## What you should do
According to the SD3.5 ControlNet page below, why does the custom pipeline override the image preparation step? Answer in one to three sentences.

## Passage
SD3.5 ControlNet Pipeline

This repository provides a script for running Stable Diffusion 3.5 with multiple ControlNets (Canny, Depth, Blur) using the Hugging Face diffusers library. This is an attempt at using the SD3.5 ControlNets and includes custom workarounds to address specific requirements that may not yet be handled by the standard library.

Custom Implementation Details

This implementation uses a custom pipeline class SD3ControlNetPipelineWithCannyFix which inherits from diffusers.StableDiffusion3ControlNetPipeline to enable correct functionality with SD3.5 ControlNets.

Canny ControlNet Preprocessing

The standard diffusers pipeline does not apply the special preprocessing required for the SD3.5 Canny ControlNet. The custom pipeline overrides the image preparation step to apply the correct transformation to the Canny control image latents. This is crucial for getting correct results from the Canny ControlNet.

Multi-ControlNet Order

The script is designed to use multiple ControlNets simultaneously (Canny, Depth, and Blur). It uses diffusers.SD3MultiControlNetModel and assumes a specific order for the control images and conditioning scales:

Canny
Depth
Blur

When providing control images or setting parameters like controlnet_conditioning_scale, they must be in this order.

Model Preparation

The ControlNet models for SD3.5 are often distributed as single .safetensors files. These must be converted into the diffusers format before they can be used with this script.

You can use the conversion script provided in the diffusers library. Here is an example command:

python <path_to_diffusers>/scripts/convert_sd3_controlnet_to_diffusers.py \
    --checkpoint_path "/path/to/your/sd3.5_large_controlnet_depth.safetensors" \
    --output_path "/path/to/your/sd3.5_large_controlnet_depth_diffusers"

Repeat this process for each ControlNet model (Canny, Depth, Blur).

Usage

Interactive Mode (no arguments)

python sd3.5_diffusers_control.py

Runs in interactive mode where you can:

Generate images using default configuration
Create/modify config.json file with your settings
Press ENTER to regenerate with new settings
Press Ctrl+C to exit

The script will monitor config.json and reload it for each generation, allowing you to experiment with different settings without restarting the script.

## Data rows
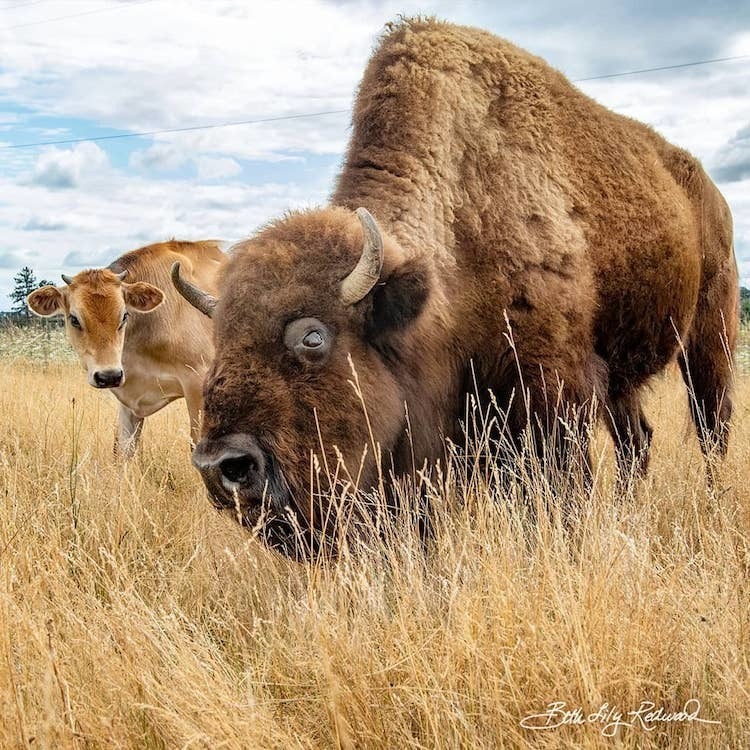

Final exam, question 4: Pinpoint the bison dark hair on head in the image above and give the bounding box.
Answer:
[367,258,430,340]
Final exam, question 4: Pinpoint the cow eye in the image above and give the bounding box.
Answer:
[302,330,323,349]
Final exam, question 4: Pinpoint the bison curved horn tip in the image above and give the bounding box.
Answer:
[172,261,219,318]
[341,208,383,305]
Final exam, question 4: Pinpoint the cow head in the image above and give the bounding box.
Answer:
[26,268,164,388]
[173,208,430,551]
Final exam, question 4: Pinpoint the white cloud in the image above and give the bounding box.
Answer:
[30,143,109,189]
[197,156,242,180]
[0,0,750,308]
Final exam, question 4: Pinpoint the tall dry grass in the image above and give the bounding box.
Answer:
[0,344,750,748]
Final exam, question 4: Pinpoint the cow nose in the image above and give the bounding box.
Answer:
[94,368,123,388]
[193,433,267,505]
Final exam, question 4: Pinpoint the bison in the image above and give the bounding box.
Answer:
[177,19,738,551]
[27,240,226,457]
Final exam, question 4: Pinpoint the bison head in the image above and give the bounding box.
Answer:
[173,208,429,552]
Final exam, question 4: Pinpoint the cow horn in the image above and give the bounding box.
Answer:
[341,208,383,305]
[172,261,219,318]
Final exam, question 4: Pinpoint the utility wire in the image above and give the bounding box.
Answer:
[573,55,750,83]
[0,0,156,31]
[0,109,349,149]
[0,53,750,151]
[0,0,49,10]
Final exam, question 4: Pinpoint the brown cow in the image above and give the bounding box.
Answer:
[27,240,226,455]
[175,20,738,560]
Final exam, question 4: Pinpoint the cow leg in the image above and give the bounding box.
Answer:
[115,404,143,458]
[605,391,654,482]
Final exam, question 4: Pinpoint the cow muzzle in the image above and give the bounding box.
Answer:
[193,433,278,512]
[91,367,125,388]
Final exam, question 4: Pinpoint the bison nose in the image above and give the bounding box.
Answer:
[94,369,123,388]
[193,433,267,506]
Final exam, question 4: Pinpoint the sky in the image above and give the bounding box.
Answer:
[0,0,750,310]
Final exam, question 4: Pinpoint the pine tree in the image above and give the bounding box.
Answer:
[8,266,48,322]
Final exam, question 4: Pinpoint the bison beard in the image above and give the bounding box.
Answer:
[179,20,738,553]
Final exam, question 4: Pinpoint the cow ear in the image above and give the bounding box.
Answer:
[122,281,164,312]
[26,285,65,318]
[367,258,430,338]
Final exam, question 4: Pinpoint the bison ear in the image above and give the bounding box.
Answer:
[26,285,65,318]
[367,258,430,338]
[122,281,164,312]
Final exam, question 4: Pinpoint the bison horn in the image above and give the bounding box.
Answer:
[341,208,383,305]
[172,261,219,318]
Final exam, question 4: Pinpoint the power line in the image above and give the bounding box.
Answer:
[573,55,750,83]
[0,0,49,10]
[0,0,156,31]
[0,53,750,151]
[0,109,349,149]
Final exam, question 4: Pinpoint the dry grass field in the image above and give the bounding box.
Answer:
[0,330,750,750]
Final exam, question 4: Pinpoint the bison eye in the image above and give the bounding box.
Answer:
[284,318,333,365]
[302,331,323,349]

## Response to the exercise
The standard diffusers pipeline does not apply the special preprocessing that the SD3.5 Canny ControlNet requires. The custom pipeline therefore overrides the image preparation step to apply the correct transformation to the Canny control image latents. This is crucial for getting correct results from the Canny ControlNet.